WHAT YOU WILL DO »
**a)** Print the passage of the Store API reference starting with "API Reference¶" and going on through "derived from db_url.", word for word.
**b)** Pick up the Store API reference after its last sentence and continue writing it.

EXTRACT TO READ »
▬▬▬▬▬▬▬▬▬▬

API Reference¶
Store¶
class Store(Generic[ModelT]):
def __init__(
self,
runner: Callable[[dict[str, Any]], None],
result_cls: type[ModelT],
results_dir: str | Path = "./results",
file_suffix: str = ".h5",
db_url: str = "sqlite:///db.sqlite3",
) -> None
The main entry point. Creates results_dir if it does not exist and runs
metadata.create_all on the engine derived from db_url.
Parameter |
Description |
|---|---|
|
Callable invoked as |
|
User-defined SQLAlchemy model subclassing |
|
Directory where result files (and ingest sidecars) live. Created if missing. |
|
Extension appended to auto-generated result filenames (e.g. |
|
SQLAlchemy URL for the backing database. SQLite by default; any dialect SQLAlchemy supports. |
Store is generic in ModelT; methods that return a record are typed as
ModelT so your editor sees the user-defined columns.

▬▬▬▬▬▬▬▬▬▬

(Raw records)
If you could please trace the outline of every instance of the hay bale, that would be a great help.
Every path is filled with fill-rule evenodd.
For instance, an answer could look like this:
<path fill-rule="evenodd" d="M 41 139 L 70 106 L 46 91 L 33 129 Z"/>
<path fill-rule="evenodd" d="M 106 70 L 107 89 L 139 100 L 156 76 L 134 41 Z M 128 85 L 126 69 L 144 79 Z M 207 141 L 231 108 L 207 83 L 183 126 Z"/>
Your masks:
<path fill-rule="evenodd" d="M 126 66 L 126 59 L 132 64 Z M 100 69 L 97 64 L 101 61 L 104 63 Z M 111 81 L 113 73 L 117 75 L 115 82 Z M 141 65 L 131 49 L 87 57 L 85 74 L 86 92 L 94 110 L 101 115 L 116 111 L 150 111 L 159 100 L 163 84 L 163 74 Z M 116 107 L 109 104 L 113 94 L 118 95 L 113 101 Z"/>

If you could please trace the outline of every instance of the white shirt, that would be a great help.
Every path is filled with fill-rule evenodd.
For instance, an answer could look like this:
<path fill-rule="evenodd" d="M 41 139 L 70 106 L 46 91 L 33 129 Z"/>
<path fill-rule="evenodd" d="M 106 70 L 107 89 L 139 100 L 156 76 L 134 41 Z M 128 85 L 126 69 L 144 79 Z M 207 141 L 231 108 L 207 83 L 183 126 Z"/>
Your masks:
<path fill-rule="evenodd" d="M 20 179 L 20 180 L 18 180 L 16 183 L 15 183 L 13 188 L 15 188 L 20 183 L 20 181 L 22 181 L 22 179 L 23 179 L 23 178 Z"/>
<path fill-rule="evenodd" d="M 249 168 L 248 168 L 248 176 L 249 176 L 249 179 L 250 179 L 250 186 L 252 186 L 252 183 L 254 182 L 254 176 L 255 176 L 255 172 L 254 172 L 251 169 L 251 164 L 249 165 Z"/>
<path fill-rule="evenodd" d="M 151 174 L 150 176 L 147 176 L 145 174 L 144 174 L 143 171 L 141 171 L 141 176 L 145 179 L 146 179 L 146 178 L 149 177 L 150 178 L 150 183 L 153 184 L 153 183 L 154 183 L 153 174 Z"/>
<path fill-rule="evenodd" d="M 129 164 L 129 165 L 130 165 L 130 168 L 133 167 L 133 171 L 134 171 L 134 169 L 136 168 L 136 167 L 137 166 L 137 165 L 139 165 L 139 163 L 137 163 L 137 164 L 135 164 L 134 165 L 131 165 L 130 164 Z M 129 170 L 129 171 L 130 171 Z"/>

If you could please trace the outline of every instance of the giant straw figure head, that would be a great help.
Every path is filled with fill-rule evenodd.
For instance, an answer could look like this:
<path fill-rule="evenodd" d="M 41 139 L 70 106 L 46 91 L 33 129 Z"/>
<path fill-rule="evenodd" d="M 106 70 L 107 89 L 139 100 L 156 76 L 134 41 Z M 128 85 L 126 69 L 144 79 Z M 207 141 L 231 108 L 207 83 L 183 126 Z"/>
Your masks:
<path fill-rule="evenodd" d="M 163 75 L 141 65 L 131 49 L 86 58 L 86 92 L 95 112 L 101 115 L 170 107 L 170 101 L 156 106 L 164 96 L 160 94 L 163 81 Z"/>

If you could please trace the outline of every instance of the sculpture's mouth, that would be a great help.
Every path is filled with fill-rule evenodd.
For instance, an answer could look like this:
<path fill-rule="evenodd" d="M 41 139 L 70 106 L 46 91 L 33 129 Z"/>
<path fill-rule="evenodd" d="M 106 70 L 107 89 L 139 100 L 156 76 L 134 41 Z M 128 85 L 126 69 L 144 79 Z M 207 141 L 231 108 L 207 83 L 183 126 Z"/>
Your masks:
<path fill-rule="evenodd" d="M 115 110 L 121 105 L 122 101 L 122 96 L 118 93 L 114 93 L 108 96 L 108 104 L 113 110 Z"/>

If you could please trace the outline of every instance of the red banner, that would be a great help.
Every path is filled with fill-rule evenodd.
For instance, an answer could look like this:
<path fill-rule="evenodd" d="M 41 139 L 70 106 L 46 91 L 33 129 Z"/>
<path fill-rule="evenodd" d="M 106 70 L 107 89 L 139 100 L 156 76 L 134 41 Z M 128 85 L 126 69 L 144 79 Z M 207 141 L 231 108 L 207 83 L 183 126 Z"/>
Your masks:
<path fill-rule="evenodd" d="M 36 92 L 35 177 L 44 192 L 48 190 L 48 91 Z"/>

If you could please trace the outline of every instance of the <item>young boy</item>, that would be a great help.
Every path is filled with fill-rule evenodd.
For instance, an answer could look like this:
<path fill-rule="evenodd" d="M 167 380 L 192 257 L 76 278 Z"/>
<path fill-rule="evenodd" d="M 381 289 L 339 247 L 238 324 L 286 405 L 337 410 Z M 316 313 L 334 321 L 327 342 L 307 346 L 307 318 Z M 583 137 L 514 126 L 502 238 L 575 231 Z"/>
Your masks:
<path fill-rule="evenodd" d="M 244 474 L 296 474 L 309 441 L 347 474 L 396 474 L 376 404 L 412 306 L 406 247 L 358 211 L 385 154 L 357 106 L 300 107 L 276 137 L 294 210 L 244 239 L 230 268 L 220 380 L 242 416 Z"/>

▬▬▬▬▬▬▬▬▬▬

EXERCISE RESPONSES »
**a)**
API Reference¶
Store¶
class Store(Generic[ModelT]):
def __init__(
self,
runner: Callable[[dict[str, Any]], None],
result_cls: type[ModelT],
results_dir: str | Path = "./results",
file_suffix: str = ".h5",
db_url: str = "sqlite:///db.sqlite3",
) -> None
The main entry point. Creates results_dir if it does not exist and runs
metadata.create_all on the engine derived from db_url.

**b)**
Methods¶
run_or_retrieve¶
def run_or_retrieve(
self,
params: dict[str, Any],
**custom_data: Any,
) -> ModelT
Returns the cached row if params hashes to an existing primary key. Otherwise
calls run and persists the new row. custom_data is forwarded to the runner
and stored on the row’s custom_data column when a run actually happens.
run¶
def run(
self,
params: dict[str, Any],
**custom_data: Any,
) -> ModelT
Always executes the runner and persists. Same params hash to the same primary key, so a re-run overwrites the existing row (and the file at the same path).
elapsed_seconds is automatically added to custom_data.
retrieve¶
def retrieve(self, params: dict[str, Any]) -> ModelT | None
Look up a row by exact parameter match. Returns None on a miss.
If params contains an explicit id it is used verbatim and hashing is
skipped; otherwise the reserved keys (result_file, created_at, custom_data)
are stripped from a copy and the rest is hashed.
register¶
def register(
self,
params: dict[str, Any],
result_file: str | Path,
**custom_data: Any,
) -> ModelT
Index an externally-produced result file. Raises FileNotFoundError if
result_file does not exist.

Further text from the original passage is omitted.